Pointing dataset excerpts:
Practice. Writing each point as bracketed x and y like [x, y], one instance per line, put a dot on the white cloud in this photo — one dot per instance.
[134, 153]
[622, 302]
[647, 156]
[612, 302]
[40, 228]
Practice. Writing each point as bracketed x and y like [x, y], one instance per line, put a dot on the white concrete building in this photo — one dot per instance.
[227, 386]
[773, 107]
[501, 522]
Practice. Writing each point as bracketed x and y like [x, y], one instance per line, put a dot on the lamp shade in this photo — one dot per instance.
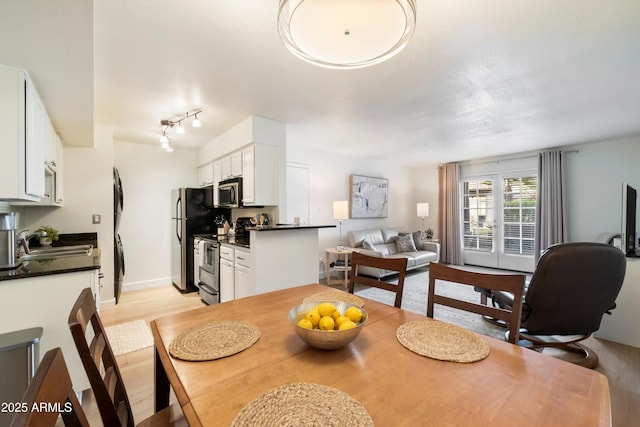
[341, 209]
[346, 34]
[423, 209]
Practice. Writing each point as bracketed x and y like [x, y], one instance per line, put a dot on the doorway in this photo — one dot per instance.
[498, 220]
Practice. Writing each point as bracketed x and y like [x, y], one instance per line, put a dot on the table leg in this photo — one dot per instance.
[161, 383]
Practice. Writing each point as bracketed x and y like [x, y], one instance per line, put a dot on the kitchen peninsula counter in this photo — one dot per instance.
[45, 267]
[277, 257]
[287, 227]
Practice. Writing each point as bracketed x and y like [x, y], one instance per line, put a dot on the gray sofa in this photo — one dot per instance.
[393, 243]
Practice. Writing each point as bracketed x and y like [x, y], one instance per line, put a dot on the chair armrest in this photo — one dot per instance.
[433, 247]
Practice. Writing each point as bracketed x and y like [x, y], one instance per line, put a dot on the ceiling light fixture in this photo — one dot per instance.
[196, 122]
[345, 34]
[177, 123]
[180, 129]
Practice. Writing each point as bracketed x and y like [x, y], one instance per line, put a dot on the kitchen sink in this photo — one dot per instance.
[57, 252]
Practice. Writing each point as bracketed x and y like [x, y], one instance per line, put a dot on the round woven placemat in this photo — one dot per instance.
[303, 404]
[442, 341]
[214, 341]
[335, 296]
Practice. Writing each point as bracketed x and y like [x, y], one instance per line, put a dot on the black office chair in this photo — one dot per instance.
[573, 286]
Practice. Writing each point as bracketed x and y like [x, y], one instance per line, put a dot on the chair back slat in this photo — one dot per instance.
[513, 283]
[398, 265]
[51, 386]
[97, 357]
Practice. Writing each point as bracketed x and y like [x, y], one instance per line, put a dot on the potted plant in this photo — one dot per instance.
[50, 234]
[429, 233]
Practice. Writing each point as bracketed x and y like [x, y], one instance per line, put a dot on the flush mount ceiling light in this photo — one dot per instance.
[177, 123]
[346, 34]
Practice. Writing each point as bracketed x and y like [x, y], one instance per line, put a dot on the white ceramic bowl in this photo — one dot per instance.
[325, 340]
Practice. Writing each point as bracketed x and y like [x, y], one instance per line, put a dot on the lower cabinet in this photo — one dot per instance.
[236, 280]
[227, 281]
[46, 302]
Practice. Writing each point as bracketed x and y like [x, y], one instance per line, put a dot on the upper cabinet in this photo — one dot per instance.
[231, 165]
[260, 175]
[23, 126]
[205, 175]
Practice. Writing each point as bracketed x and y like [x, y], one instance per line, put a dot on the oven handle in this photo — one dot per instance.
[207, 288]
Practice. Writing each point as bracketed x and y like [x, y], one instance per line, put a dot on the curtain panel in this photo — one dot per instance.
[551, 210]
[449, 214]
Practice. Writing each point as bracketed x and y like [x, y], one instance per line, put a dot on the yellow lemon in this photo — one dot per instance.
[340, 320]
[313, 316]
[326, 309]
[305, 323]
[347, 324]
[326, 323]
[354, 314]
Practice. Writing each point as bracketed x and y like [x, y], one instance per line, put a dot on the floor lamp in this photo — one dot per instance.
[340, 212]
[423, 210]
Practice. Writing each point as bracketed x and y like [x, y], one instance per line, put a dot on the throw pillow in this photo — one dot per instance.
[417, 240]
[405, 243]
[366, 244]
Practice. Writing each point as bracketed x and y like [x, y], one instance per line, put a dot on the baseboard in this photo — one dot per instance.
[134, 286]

▶ [Task instructions] Exactly reproduce the entries above, minus the pictures.

▶ [Correct result]
Practice. Writing each point as bracketed x and y like [x, y], one instance per line, put a dot on the white cloud in this photo — one dot per instance.
[134, 153]
[622, 302]
[647, 156]
[612, 302]
[40, 228]
Practice. Writing each point as bracketed x and y like [x, y], one instance per line, put a dot on the white concrete building in this photo — one dot per instance.
[227, 386]
[773, 107]
[501, 522]
Practice. Writing each point as bracketed x and y like [x, y], one instance per line, put a dot on the lamp shade in this photo — one dot per instance.
[341, 209]
[346, 34]
[423, 209]
Practice. Writing each point as bracketed x and y like [x, y], one instance per line, put a dot on the doorway in this photo — one dot per instance.
[498, 220]
Practice. Writing each point as bracketed x and y like [x, y], one instance per line, put a dot on the table leg in this photo — one dot per instance.
[161, 383]
Practice. Writing each point as bracketed x and y like [x, y], one instance per line, put a dot on the kitchen peninsula counter in this photo — one dot per instance.
[45, 267]
[277, 257]
[287, 227]
Practice. Writing each point as bracketed x and y like [x, y], one instance per line, put a dot on the gray sofa in this photo — one dot per instance.
[393, 243]
Practice. Writing each point as bracketed x and y like [x, y], one instance per line, put a dot on the chair armrest in this photo — one dot per instance.
[433, 247]
Practice. Writing each point as bracketed x and y like [x, y], one instance per line, put a dot on the ceiling light fixture in this photo — one dot per instance.
[196, 122]
[345, 34]
[177, 123]
[180, 129]
Practice. Writing each point as bracketed x and y like [x, y], one instance per line, put a dot on the kitchen sink in this photo — one dot per instance.
[57, 252]
Practice. Writing each point as bracketed x and y like [x, y], one instance per line, put a dot on the round woven placemat in this photo — one dot per instance.
[303, 404]
[442, 341]
[214, 341]
[335, 296]
Practice. Writing each point as bracketed x and y like [x, y], one instance per line, put a dot on the black office chair in this photo — one dot per instance.
[573, 286]
Practice. Writing each point as bracketed x and y like [x, y], one instance per line, put a dot on the chair back slat in this photo — one dot per instance.
[513, 283]
[398, 265]
[51, 386]
[97, 357]
Practice. Writing each point as bracketed x and y like [x, y], one instance per line, put a dot on the potted plant in this photo — one dot per instance.
[50, 234]
[429, 233]
Practice. Writing each point as bracketed x and y like [x, y], one instance per line, put a dot on the flush mount ceiling light in this photo — one dot per instance.
[177, 123]
[346, 34]
Practice. Writing each point as bracketed x and y like [x, y], one instance per line, put a dot on the white ceramic bowl in this photo — one dot per instance.
[325, 340]
Practice. Writing each point as bracketed x and y like [x, y], one instance per line, put a dot on the lower cabinet in this photo — one dot per instance.
[236, 280]
[227, 281]
[46, 302]
Practice. Writing each point as bracketed x and y like [x, y], one instance per line, put a dot on the upper cabinet in this photo — one dot per instance.
[231, 165]
[260, 175]
[23, 126]
[205, 175]
Practice. Writing each point as bracketed x and y like [x, y], one instance per line, put a dot on the oven handle in this photo — one dot per instance.
[207, 288]
Practice. Writing each point as bracketed x and y like [x, y], one instance per line, put a dot on the curtain panel in this photo — one dot per instance.
[551, 210]
[449, 214]
Practice. Writing each point as bracketed x and y like [x, y], one instance per line, put a dot on the yellow lemon in this photo — one dot per instance.
[340, 320]
[313, 316]
[326, 309]
[305, 323]
[347, 324]
[326, 323]
[354, 314]
Practice. Writing each point as bracketed x and y like [x, y], one instance per line, put a dot on the floor lamp in this photo — one dot per instance.
[340, 212]
[423, 210]
Practice. Writing each point as bracketed x and y like [x, y], one instance per line, put a dot on the throw pillow in this photo — one dot per instance.
[417, 240]
[405, 243]
[366, 244]
Practice. Writing each point as bracketed x and y like [x, y], one instance per line, put a dot on the baseboard in this photo — one dot per instance.
[134, 286]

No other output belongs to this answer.